▶ [DATA SHOWN]:
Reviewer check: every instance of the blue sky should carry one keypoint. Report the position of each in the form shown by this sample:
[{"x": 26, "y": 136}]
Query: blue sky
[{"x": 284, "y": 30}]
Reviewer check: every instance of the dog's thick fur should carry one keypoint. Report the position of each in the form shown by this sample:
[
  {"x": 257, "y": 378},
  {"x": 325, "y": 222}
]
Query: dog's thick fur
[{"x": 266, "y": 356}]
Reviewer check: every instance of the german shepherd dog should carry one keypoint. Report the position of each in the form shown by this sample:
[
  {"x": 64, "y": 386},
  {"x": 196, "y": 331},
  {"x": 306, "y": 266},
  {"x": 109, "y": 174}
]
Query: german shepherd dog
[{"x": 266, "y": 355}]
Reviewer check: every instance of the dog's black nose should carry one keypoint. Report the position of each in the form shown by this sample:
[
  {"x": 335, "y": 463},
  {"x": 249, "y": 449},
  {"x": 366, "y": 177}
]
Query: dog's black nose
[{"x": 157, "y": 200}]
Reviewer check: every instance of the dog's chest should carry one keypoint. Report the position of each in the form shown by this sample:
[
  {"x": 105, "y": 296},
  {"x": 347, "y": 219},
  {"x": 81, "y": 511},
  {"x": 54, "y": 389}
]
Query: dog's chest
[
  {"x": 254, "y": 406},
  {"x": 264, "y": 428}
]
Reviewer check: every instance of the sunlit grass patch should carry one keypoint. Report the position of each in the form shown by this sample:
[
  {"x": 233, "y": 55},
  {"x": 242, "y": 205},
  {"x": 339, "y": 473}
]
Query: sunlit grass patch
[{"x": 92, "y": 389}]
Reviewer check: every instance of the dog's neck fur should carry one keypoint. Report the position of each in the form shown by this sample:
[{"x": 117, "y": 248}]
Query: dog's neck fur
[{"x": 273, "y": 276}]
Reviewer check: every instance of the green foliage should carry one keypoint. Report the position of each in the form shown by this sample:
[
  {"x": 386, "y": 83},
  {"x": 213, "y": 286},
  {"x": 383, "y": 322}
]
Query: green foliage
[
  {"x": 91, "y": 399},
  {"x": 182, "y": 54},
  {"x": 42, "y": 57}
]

▶ [TASK GOAL]:
Return everything from the line containing "Reviewer check: every instance of the dog's black" down to the last line of the items, copied character for character.

▶ [TASK SOLUTION]:
Reviewer check: every instance of the dog's black nose should carry one keypoint. Report the position of each in the form shown by this sample:
[
  {"x": 335, "y": 463},
  {"x": 249, "y": 449},
  {"x": 366, "y": 177}
]
Query: dog's black nose
[{"x": 157, "y": 200}]
Reviewer check: every instance of the dog's chest should carry one keypoint. Report the position of each in the form shown by this sample:
[
  {"x": 105, "y": 296},
  {"x": 347, "y": 219},
  {"x": 81, "y": 511},
  {"x": 54, "y": 389}
]
Query: dog's chest
[
  {"x": 254, "y": 406},
  {"x": 264, "y": 428}
]
Reviewer check: every instance of the sunlit grass patch should carry one keypoint. Report the position of each in the form shown by this sample:
[
  {"x": 233, "y": 55},
  {"x": 242, "y": 205},
  {"x": 339, "y": 473}
]
Query: sunlit grass patch
[{"x": 92, "y": 389}]
Reviewer check: every instance of the dog's neck fur should carry one keypoint. Report the position of each in the form shown by this sample:
[{"x": 117, "y": 248}]
Query: dog's neck fur
[{"x": 273, "y": 276}]
Reviewer check: every instance of the green foliage should carry one keypoint. Report the position of each in the form shown by this sample:
[
  {"x": 386, "y": 83},
  {"x": 213, "y": 286},
  {"x": 383, "y": 322}
]
Query: green foliage
[
  {"x": 91, "y": 399},
  {"x": 182, "y": 54},
  {"x": 42, "y": 57}
]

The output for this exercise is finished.